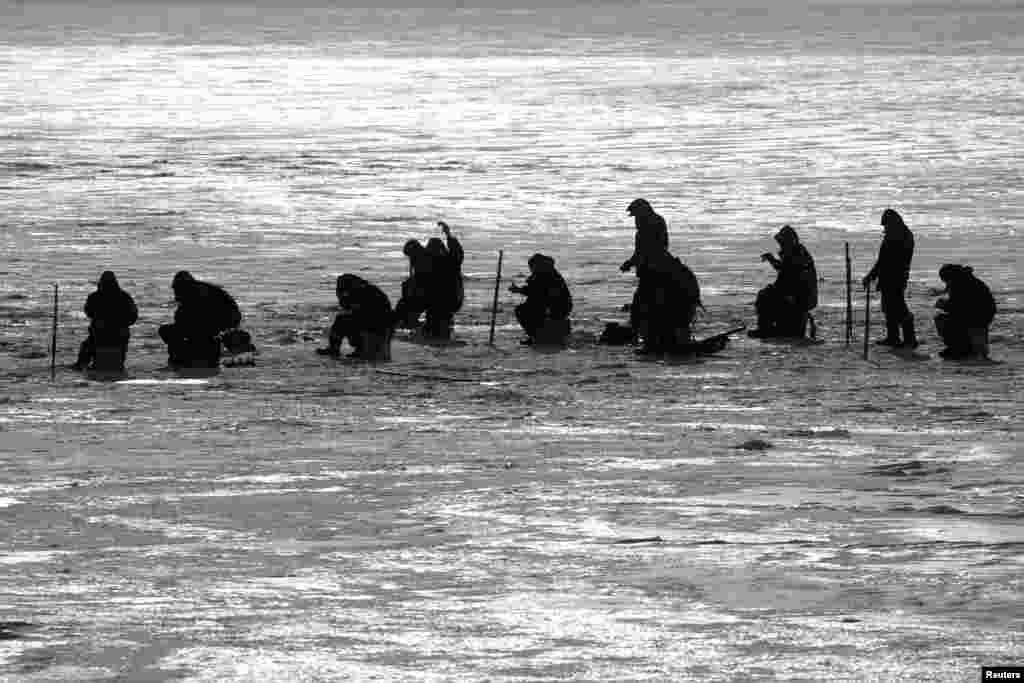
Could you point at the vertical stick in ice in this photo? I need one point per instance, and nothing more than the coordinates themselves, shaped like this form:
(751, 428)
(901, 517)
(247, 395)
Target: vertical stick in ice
........
Brief
Reproduce each line of the records in which the word "stick" appears.

Problem solution
Could you point at the vertical stick in ice in this photo? I need one point per instance, and nothing more than the coordinates themselves, shaped like this form:
Target: vertical stick in ice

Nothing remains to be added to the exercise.